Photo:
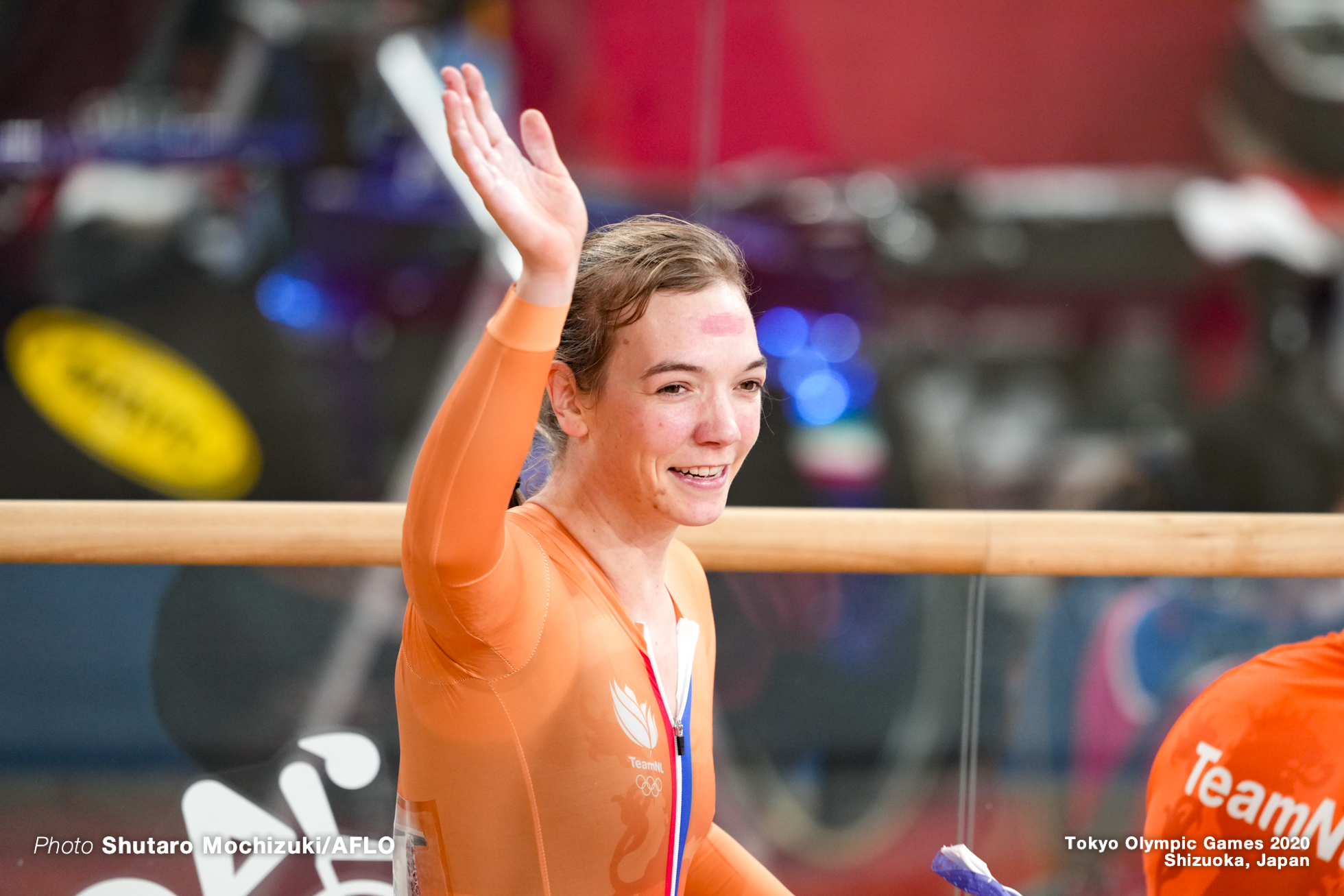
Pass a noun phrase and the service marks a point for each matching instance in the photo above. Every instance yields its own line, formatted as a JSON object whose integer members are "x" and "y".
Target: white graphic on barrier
{"x": 217, "y": 817}
{"x": 635, "y": 718}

= = = = = = =

▶ **SET TASK**
Turn every line of the rows above into a numbered list, skipping any blank lines and leaving out the pictures.

▶ **RESULT BELOW**
1. Photo:
2. Pass a noun phrase and the service marks a point for each matching instance in the photo above. Every instance yields its own line, formatted as a JSON object whose integer members are "x" and "y".
3. Target: white graphic on barrier
4. {"x": 217, "y": 817}
5. {"x": 635, "y": 718}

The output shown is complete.